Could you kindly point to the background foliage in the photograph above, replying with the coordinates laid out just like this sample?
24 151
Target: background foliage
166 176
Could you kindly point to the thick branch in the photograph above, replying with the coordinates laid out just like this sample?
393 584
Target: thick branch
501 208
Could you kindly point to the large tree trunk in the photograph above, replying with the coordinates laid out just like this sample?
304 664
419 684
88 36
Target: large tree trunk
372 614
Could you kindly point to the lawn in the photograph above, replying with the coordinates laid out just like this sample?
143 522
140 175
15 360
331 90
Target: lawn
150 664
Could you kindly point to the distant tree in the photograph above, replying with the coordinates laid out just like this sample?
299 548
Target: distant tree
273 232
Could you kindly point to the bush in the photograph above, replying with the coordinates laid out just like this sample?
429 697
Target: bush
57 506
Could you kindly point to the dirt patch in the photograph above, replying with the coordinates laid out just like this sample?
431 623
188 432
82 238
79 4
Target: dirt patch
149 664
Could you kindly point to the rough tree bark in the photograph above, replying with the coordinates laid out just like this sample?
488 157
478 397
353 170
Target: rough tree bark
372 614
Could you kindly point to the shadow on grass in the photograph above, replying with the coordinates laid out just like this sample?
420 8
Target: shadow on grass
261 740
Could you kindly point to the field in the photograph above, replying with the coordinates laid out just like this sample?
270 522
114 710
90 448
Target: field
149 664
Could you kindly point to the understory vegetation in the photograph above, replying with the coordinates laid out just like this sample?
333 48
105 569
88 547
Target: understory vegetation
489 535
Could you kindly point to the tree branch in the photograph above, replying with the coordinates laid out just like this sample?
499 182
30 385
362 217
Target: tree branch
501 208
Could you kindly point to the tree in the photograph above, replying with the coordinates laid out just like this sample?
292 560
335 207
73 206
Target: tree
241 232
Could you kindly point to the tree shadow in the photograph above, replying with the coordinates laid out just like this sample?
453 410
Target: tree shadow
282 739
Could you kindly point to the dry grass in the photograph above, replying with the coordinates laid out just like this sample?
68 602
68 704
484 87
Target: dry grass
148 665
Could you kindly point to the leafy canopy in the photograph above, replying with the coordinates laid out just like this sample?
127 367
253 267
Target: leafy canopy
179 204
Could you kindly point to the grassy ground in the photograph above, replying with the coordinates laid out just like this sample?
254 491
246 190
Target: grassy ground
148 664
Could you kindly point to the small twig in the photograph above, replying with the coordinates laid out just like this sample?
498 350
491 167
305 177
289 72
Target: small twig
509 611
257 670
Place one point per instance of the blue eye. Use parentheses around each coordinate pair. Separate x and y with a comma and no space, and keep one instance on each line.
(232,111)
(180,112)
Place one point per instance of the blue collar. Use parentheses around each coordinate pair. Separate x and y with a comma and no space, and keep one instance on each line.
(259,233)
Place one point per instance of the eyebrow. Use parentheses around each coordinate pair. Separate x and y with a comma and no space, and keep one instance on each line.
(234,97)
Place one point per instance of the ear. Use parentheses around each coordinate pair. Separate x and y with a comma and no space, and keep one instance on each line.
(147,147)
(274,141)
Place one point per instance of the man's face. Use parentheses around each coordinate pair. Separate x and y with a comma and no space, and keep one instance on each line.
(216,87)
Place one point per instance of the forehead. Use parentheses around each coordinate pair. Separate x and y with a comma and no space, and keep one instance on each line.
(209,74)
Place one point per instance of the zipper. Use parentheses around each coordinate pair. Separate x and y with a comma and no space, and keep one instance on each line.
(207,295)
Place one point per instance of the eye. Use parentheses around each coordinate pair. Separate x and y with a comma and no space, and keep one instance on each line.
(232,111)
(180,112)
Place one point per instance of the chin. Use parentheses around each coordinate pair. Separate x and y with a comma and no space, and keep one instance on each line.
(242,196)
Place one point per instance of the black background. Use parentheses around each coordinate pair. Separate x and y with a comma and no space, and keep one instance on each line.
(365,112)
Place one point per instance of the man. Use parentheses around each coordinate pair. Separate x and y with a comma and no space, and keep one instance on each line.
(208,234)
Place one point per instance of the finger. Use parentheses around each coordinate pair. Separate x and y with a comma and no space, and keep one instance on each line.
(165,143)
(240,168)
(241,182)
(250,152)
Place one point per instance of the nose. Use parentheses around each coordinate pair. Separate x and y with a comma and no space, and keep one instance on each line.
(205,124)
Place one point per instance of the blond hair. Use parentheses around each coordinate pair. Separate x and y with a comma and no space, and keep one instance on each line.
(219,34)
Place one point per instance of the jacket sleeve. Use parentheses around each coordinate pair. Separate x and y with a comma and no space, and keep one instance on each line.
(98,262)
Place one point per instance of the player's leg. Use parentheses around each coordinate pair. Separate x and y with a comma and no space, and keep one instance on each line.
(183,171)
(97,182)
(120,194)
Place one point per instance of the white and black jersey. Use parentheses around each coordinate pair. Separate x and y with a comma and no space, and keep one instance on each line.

--------------------------------------------------

Can you rewrite all of the data above, changing every "kindly" to "please" and leaving everything else as it is?

[SOLUTION TO THIS EXERCISE]:
Could you please point to the background foliage in the photograph above, replying with the coordinates laid out just like this sample?
24 151
Target: background foliage
166 176
Could you please point to the thick branch in the photograph above, replying with the coordinates laid out just like this sample?
393 584
Target: thick branch
501 208
Could you please point to the large tree trunk in the photograph above, replying with the coordinates laid out just like this sample?
304 664
419 684
88 36
Target: large tree trunk
372 614
Could you please point to the lawn in the photograph above, replying with the coordinates laid out just like this sample?
143 522
140 175
15 360
331 90
Target: lawn
150 664
Could you please point to the distant tree in the photograph above, replying with the coordinates laid out just like this sample?
299 548
Target: distant tree
273 232
Could you please point to the bush in the photograph above, replying with the coordinates laid out just like this sample?
429 697
Target: bush
57 506
Could you please point to the dirt patch in the photograph above, replying with the coordinates laid out just like this sample?
431 623
188 432
82 238
79 4
Target: dirt patch
149 664
Could you please point to the rough tree bark in the photograph above, replying with the coordinates laid out just like this sample?
488 157
478 397
353 170
Target: rough tree bark
372 614
Could you please point to the shadow on grass in the photograph above, replying with the coordinates laid out just like this sample?
420 8
Target: shadow on grass
261 740
Could you please point to the field in the photograph above, replying with the coordinates laid out just like this sample?
270 522
114 710
90 448
Target: field
149 664
Could you please point to the understory vegetation in the photograph above, replying with the coordinates laid out just like this sample?
333 48
105 569
88 547
Target: understory vegetation
489 535
Could you please point to the tree branch in the photograph above, replying with the coordinates laid out just like this sample?
499 182
30 385
362 217
Target: tree branch
501 208
Could you please point to the tree in the photograph above, replying with the coordinates laid out just like this sample?
292 560
335 207
73 206
Target: tree
241 232
Could you please point to the tree shadow in the photograph above, replying with the coordinates laid out just like this sample?
453 410
Target: tree shadow
282 739
Could you please point to the dry grass in the photograph above, replying with the coordinates laid out just like this sample?
68 602
68 704
484 87
Target: dry grass
148 665
Could you please point to the leafy canopy in the photograph above, replying with the coordinates laid out just like this sample?
127 367
253 267
Target: leafy canopy
179 204
Could you please point to the grassy ground in the photograph above, replying with the coordinates laid out just like this sample?
254 491
246 190
Target: grassy ground
148 664
Could you please point to the small twig in the photograph above, replying with the coordinates laid out just like this sample?
498 350
491 167
305 177
289 72
Target: small twig
509 611
257 670
Place one point per instance of the blue eye. Use parentheses around each coordinate pair. Separate x and y with a comma and no space, and keep one instance on each line.
(232,111)
(180,112)
Place one point per instance of the blue collar. Use parentheses around each coordinate pair. Separate x and y with a comma and no space, and keep one instance on each line.
(259,233)
Place one point per instance of the eyebrow. Use parentheses around each coordinate pair. Separate x and y with a comma and no space, and keep one instance on each line.
(234,97)
Place one point per instance of the ear. Use parentheses around each coordinate pair. Separate x and y with a comma and no space, and keep one instance on each line.
(147,147)
(274,141)
Place one point per instance of the man's face. Use parentheses around each coordinate pair. Separate x and y with a comma and no space, and keep one instance on each line.
(216,87)
Place one point per instance of the forehead. Use parentheses around each coordinate pair. Separate x and y with a comma and no space, and keep one instance on each line.
(209,74)
Place one point per instance of the zipper. Use parentheses around each coordinate pair. Separate x and y with a comma and no space, and keep one instance on each line.
(207,295)
Place one point per instance of the eye. Use parentheses around each coordinate pair. Separate x and y with a comma and no space, and keep one instance on each line.
(232,111)
(180,112)
Place one point per instance of the chin. Use parentheses around each coordinate pair. Separate x and y with a comma and no space, and keep one instance on each line.
(242,196)
Place one point per instance of the black background. Use parentheses around each coordinate pair. Separate x and y with a comma and no space, and keep one instance on each line.
(365,112)
Place one point per instance of the man. Use parentheses around each coordinate pair. Separate x and y with a comma and no space, and keep one instance on each line.
(208,234)
Place one point per instance of the finger. Use parentheses around each coordinate pair. Separate x and y with a comma and no space, and keep one instance on each line.
(165,143)
(240,168)
(241,182)
(250,152)
Place one point per instance of the nose. Use parentheses around each coordinate pair. Separate x and y with a comma and no space, and keep one instance on each line.
(205,124)
Place one point per instance of the blond hair. Use parentheses around each coordinate pair. Separate x and y with a comma and no space, and keep one instance on each line.
(219,34)
Place one point per instance of the jacket sleeve. Use parentheses around each coordinate pair. Separate x and y with a comma and no space, and keep one instance on each line.
(98,262)
Place one point per instance of the player's leg. Use parentheses around each coordinate pair. Separate x and y with a comma and no space, and keep one instance on each line.
(183,171)
(97,182)
(120,194)
Place one point per instance of the white and black jersey. Use parentheses around each coordinate pair. Separate x and y with a comma and no space, and keep one instance on each line.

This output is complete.